#### Dataset excerpts

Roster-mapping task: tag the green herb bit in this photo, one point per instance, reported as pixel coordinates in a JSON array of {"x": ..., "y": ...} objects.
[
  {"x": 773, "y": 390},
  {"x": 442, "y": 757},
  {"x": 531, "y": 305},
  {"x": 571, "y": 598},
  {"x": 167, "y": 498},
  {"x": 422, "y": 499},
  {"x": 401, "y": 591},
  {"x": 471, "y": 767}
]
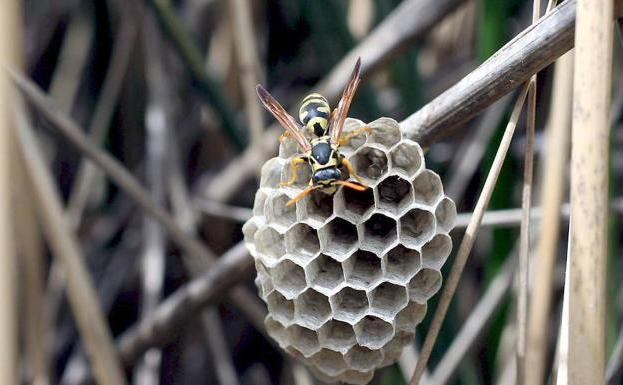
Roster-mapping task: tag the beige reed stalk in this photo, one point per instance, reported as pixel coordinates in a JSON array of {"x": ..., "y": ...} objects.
[
  {"x": 589, "y": 191},
  {"x": 554, "y": 176},
  {"x": 10, "y": 22}
]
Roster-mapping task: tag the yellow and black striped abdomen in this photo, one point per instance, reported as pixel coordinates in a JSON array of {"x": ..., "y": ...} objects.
[{"x": 314, "y": 114}]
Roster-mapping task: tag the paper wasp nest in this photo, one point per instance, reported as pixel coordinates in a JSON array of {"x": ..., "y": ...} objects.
[{"x": 346, "y": 277}]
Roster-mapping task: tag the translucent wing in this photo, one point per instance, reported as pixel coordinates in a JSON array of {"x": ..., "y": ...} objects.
[
  {"x": 341, "y": 111},
  {"x": 286, "y": 120}
]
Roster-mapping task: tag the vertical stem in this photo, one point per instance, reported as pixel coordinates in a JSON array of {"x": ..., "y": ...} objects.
[{"x": 589, "y": 191}]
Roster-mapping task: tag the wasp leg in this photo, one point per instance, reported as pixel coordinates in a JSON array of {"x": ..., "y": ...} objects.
[
  {"x": 293, "y": 167},
  {"x": 354, "y": 186},
  {"x": 351, "y": 171},
  {"x": 301, "y": 195},
  {"x": 344, "y": 139}
]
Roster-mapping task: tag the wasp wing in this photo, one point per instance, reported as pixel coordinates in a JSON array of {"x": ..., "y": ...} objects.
[
  {"x": 286, "y": 120},
  {"x": 341, "y": 111}
]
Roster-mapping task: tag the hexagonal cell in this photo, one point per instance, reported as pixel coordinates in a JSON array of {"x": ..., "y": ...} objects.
[
  {"x": 387, "y": 299},
  {"x": 279, "y": 213},
  {"x": 303, "y": 175},
  {"x": 330, "y": 362},
  {"x": 337, "y": 335},
  {"x": 289, "y": 278},
  {"x": 338, "y": 237},
  {"x": 436, "y": 251},
  {"x": 271, "y": 173},
  {"x": 357, "y": 377},
  {"x": 416, "y": 227},
  {"x": 280, "y": 308},
  {"x": 385, "y": 131},
  {"x": 353, "y": 204},
  {"x": 445, "y": 214},
  {"x": 259, "y": 202},
  {"x": 411, "y": 316},
  {"x": 407, "y": 158},
  {"x": 370, "y": 163},
  {"x": 424, "y": 285},
  {"x": 427, "y": 188},
  {"x": 363, "y": 269},
  {"x": 303, "y": 339},
  {"x": 312, "y": 309},
  {"x": 372, "y": 332},
  {"x": 363, "y": 359},
  {"x": 325, "y": 272},
  {"x": 379, "y": 232},
  {"x": 276, "y": 330},
  {"x": 302, "y": 240},
  {"x": 401, "y": 263},
  {"x": 349, "y": 305},
  {"x": 270, "y": 244},
  {"x": 394, "y": 194},
  {"x": 316, "y": 207}
]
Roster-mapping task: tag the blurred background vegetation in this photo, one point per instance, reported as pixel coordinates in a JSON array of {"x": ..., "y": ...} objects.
[{"x": 178, "y": 60}]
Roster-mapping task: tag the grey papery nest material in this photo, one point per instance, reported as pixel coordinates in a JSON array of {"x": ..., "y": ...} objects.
[{"x": 346, "y": 277}]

########

### [Assignment]
Pictures aren't part of the copy; return each record above exactly.

### [Task response]
Roster-mapping task: tag the green herb bit in this photo, one point per instance, reported as pixel coordinates in a JSON array of {"x": ..., "y": ...} objects.
[
  {"x": 773, "y": 390},
  {"x": 442, "y": 757},
  {"x": 531, "y": 305},
  {"x": 571, "y": 598},
  {"x": 167, "y": 498},
  {"x": 422, "y": 499},
  {"x": 401, "y": 591},
  {"x": 471, "y": 767}
]
Roster-mapping task: tag the beige reed stalk in this photo, one point per instance, reported as pixel coordinates in a JSON array of {"x": ..., "y": ...} objects.
[
  {"x": 589, "y": 191},
  {"x": 554, "y": 176},
  {"x": 10, "y": 22}
]
Roster-mapping task: tag the yellow and black striped abdomen in this photo, one point per instance, reported as pixel coordinates in a JSON array of {"x": ..., "y": ...} objects.
[{"x": 314, "y": 114}]
Roster-mapping task: tag the paper wasp nest in this photo, one point per instance, reported as pixel coordinates in a JSON array of {"x": ..., "y": ...} objects.
[{"x": 346, "y": 277}]
Roster-mapping task: tag the translucent wing in this photo, one point per instance, reported as pixel coordinates in a JSON array of {"x": ..., "y": ...} objects.
[
  {"x": 341, "y": 111},
  {"x": 286, "y": 120}
]
Roster-mapping task: tag the vertical stem in this photo, one point per instance, reported as pixel coordinates in a JSON array of {"x": ..., "y": ...} objects.
[{"x": 589, "y": 191}]
Roster-mapping task: tag the wasp leg in this photo, one point per instance, reported as pixel coordinates in a JSON array of {"x": ..., "y": ...} objects.
[
  {"x": 293, "y": 167},
  {"x": 354, "y": 186},
  {"x": 351, "y": 171},
  {"x": 301, "y": 195},
  {"x": 344, "y": 139}
]
Roster-mapping task: tag the wasp wing in this photo, one point per instance, reported as pixel coordinates in a JSON array of {"x": ..., "y": ...} objects.
[
  {"x": 286, "y": 120},
  {"x": 341, "y": 111}
]
Roster-mapping task: tag the hexagonal cell in this photo, one point per instance, reported as pixel coordinates in a JSON array of {"x": ..., "y": ...} objects.
[
  {"x": 387, "y": 299},
  {"x": 279, "y": 213},
  {"x": 303, "y": 175},
  {"x": 330, "y": 362},
  {"x": 337, "y": 335},
  {"x": 289, "y": 278},
  {"x": 338, "y": 237},
  {"x": 436, "y": 251},
  {"x": 271, "y": 173},
  {"x": 357, "y": 377},
  {"x": 416, "y": 227},
  {"x": 280, "y": 308},
  {"x": 385, "y": 131},
  {"x": 353, "y": 204},
  {"x": 445, "y": 214},
  {"x": 259, "y": 202},
  {"x": 411, "y": 316},
  {"x": 407, "y": 158},
  {"x": 370, "y": 163},
  {"x": 424, "y": 285},
  {"x": 427, "y": 188},
  {"x": 363, "y": 269},
  {"x": 303, "y": 339},
  {"x": 312, "y": 309},
  {"x": 372, "y": 332},
  {"x": 363, "y": 359},
  {"x": 325, "y": 272},
  {"x": 379, "y": 232},
  {"x": 276, "y": 330},
  {"x": 302, "y": 240},
  {"x": 401, "y": 263},
  {"x": 349, "y": 305},
  {"x": 270, "y": 244},
  {"x": 394, "y": 194},
  {"x": 316, "y": 207}
]
Roster-mapping task: tag the blurred background vegetation in this photo, one point per instance, reported as pixel coordinates in a JSON array of {"x": ..., "y": ...} objects.
[{"x": 178, "y": 60}]
Roster-mapping task: tag the grey papery nest material in this photo, one point per instance, reported as pixel coordinates in a JSON array of {"x": ..., "y": ...} objects.
[{"x": 346, "y": 277}]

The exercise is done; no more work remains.